Texto para leitura
__________________________________________________

Na quinta-feira de noite, o telefone tocou: era a poetisa Irene Dias, tantos dias da minha vida com Irene, desde seus poemas eróticos, até seus romances e gargalhadas sem fim.

Irene vinha nos visitar sempre e ficávamos embriagados de alegria, eu, ela, Francis e Lua Almeida. Tenho muita saudade de Lua. Irene falava coisas encantadoras e Lua, da arte por toda parte e eu ficava a escutar. Depois jantávamos na nossa casa, uma espécie de hospedaria que virou uma varanda, noite e dia evocada sempre de festas e conhecimentos.

Sem contrariar um itinerário pessoal, feito de cenas amorosas, sobretudo apaixonadas, chorei falando com Irene, ela com a voz fraquinha, dizendo que queria ir para a minha festa e foi – lá Oceana Atlantico Hotel,  beira mar do Bessa.

Irene é  como aquela moça do brinco de pérola do artista do neerlandês Vermeer de 1665, nas expressões e, na forma como conduz o diálogo. Lembro que contei a ela, umas coisas minhas. ”Que gesto de grandeza”, disse Irene. Mas não posso revelar aqui – coisas outras.

__________________________________________________

Exercícios
A – No texto sobre Irene Dias, a que figura de uma obra de Vermeer Irene é comparada?
B – Escreva a continuação do texto sobre Irene Dias, começando logo depois da última frase.

Material selecionado
__________________________________________________

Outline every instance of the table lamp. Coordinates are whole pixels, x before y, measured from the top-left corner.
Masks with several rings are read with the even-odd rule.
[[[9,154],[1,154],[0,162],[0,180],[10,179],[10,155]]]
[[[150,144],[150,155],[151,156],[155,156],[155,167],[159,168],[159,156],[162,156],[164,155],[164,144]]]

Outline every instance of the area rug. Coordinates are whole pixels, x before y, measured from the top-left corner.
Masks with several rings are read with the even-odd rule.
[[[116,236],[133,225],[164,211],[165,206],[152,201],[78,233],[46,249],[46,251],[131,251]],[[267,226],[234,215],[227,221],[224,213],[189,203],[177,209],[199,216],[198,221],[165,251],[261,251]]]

__________________________________________________

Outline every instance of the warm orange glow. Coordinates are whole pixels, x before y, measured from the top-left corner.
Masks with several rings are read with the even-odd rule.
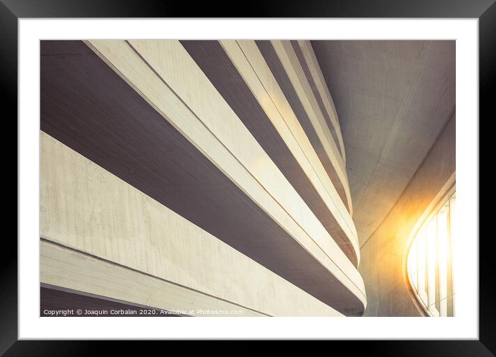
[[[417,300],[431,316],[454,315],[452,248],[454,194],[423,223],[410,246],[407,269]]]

__________________________________________________

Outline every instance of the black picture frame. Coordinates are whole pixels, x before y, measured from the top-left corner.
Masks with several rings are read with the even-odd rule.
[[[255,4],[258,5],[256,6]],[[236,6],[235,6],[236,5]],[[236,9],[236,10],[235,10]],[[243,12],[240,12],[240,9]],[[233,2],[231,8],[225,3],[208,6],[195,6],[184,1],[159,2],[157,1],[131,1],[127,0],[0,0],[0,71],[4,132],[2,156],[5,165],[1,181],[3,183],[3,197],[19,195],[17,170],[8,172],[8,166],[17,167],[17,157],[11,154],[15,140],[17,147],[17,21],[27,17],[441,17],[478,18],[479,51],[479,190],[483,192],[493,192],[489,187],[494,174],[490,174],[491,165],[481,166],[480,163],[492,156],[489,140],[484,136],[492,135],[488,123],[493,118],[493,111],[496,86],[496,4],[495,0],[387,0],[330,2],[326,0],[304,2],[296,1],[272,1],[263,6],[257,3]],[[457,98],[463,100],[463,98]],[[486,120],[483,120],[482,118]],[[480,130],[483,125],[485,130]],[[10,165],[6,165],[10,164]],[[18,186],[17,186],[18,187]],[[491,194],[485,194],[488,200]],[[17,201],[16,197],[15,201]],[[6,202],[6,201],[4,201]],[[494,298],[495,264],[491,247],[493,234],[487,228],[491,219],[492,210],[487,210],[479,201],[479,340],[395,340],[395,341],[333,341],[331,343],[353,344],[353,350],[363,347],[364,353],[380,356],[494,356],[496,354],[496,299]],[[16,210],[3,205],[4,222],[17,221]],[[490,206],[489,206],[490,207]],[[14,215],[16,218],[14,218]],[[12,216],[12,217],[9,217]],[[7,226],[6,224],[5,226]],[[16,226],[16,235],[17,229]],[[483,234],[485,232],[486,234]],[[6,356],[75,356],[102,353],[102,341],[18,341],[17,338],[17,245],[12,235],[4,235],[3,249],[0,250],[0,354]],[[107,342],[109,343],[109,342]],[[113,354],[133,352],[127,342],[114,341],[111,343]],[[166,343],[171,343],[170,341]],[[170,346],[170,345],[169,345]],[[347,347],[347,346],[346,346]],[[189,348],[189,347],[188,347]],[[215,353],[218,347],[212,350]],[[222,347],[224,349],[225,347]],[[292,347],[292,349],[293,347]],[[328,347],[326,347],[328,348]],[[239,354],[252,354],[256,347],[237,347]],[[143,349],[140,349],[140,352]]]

__________________________________________________

Respostas
A – À moça do brinco de pérola, do artista neerlandês Vermeer, de 1665.

B –
Por necessidade de sobrevivência, eu trabalho muito e, no entanto, alguns me chamam de doutor, mestre, irmão, campeõa, nunca de escritor, que eu não sou. Escritora é Irene.

Tenho qualidades. Tão poucas.

Logo fiquei pensando no tempo de antes de eu nascer. Não sei por que isso acontece comigo, Mário de Andrade?  Andei pensando no que meu pai dizia “tudo passa, meu filho”, – as pancadas e os afetos”. Já não sei mais, pai!

Até há bem pouco tempo ainda sonhava com meu pai. Só lembro dele como o melhor amigo. O pretexto do assentado romance entre minha mãe e ele não me traz recordações afetuosas. Minha mãe nunca me beijou. Eu tive outras mães.

A vida é breve, o sonho perdura.

 

Seguramente, mais do que quaisquer outras palavras, sonhar ainda faz sentido. Estou velho e já não sou de reclamar.

 

Lembrar de Irene Dias, da  necessidade de explorar essa cena e as vontades desse impressionante momento, com a certeza que sempre fomos amigos,  esse amor continuará desafiando cumprimentos, anunciados no olhar.

Depois de perder-se na improvável geografia do Cabo Branco, moramos na mesma rua e nunca mais havia nos encontrado, voltarmos a esse esse território ilusionista à semelhança de Macondo, de García Márquez, ou da Comala, de Rulfo – tipo “entre-lugar”, andamento, precisão rigososa de um delirio meu.

Eu aprecio línguas mais chegadas à beleza, ao espanto original de estar vivo. Parabéns Irene, por me telefonar, por me amar, por ido à festa do meu aniversário.

Kapetadas

1 – Tinha uma Idade da Pedra no meio do caminho.

2 – Mas meu pai estava errado, nem tudo passa.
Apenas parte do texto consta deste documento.